Records

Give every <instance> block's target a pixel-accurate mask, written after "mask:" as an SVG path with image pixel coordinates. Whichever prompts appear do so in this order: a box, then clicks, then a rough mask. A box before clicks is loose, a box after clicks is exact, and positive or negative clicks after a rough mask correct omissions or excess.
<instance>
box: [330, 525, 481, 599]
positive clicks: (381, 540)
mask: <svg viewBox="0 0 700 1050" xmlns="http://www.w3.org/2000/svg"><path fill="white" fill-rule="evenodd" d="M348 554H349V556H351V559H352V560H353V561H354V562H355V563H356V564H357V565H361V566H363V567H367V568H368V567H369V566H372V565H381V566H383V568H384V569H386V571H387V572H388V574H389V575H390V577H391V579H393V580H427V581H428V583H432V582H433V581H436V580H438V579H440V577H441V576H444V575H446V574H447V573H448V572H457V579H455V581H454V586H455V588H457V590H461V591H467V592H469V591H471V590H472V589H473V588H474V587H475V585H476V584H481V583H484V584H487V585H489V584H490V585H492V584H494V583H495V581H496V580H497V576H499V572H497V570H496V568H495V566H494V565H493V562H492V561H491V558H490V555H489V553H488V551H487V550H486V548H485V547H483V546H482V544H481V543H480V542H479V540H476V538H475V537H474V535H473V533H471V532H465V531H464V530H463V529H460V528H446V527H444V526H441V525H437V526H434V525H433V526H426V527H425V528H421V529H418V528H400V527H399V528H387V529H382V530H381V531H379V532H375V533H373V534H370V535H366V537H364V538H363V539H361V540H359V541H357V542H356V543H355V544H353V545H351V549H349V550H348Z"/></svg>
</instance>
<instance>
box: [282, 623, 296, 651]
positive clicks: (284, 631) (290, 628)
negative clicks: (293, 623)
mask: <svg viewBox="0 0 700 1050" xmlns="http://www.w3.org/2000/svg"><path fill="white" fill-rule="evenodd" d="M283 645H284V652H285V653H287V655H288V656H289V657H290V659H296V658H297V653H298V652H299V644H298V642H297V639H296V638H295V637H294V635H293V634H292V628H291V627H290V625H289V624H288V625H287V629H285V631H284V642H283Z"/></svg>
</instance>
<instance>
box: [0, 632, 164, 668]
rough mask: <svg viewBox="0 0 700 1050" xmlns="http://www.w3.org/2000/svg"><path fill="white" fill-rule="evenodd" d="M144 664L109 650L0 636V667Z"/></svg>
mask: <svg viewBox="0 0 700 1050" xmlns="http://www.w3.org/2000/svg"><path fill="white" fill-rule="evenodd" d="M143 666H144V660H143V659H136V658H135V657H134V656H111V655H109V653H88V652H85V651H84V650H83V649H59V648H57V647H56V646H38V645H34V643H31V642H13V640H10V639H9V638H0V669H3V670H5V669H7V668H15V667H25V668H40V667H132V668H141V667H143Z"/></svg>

Work task
Above are some lines. Repeat exactly, and only, those from the line that has "positive clicks: (381, 540)" through the line that has "box: [0, 632, 164, 668]".

Task response
positive clicks: (381, 540)
mask: <svg viewBox="0 0 700 1050" xmlns="http://www.w3.org/2000/svg"><path fill="white" fill-rule="evenodd" d="M348 554H349V556H351V559H352V560H353V561H354V562H355V563H356V564H357V565H361V566H363V567H367V568H368V567H369V566H372V565H381V566H383V568H384V569H386V571H387V572H388V574H389V575H390V577H391V579H393V580H427V581H428V583H432V582H433V581H436V580H438V579H440V577H441V576H444V575H446V574H447V573H448V572H457V579H455V581H454V586H455V588H457V590H461V591H467V592H469V591H471V590H472V589H473V588H474V587H475V585H476V584H481V583H484V584H487V585H489V584H490V585H492V584H494V583H495V581H496V580H497V576H499V572H497V570H496V568H495V566H494V565H493V562H492V561H491V558H490V555H489V553H488V551H487V550H486V548H485V547H483V546H482V544H481V543H480V542H479V540H476V538H475V537H474V535H473V533H471V532H465V531H464V530H463V529H460V528H446V527H444V526H441V525H437V526H434V525H433V526H426V527H425V528H421V529H418V528H400V527H399V528H387V529H382V530H381V531H379V532H375V533H373V534H370V535H366V537H364V538H363V539H361V540H359V541H357V542H356V543H355V544H353V545H351V549H349V550H348Z"/></svg>
</instance>
<instance>
box: [282, 623, 296, 651]
positive clicks: (284, 631) (290, 628)
negative clicks: (293, 623)
mask: <svg viewBox="0 0 700 1050" xmlns="http://www.w3.org/2000/svg"><path fill="white" fill-rule="evenodd" d="M283 645H284V652H285V653H287V655H288V656H289V657H290V659H296V658H297V653H298V652H299V644H298V642H297V639H296V638H295V637H294V635H293V634H292V628H291V627H290V625H289V624H288V625H287V629H285V631H284V642H283Z"/></svg>
</instance>
<instance>
box: [0, 632, 164, 668]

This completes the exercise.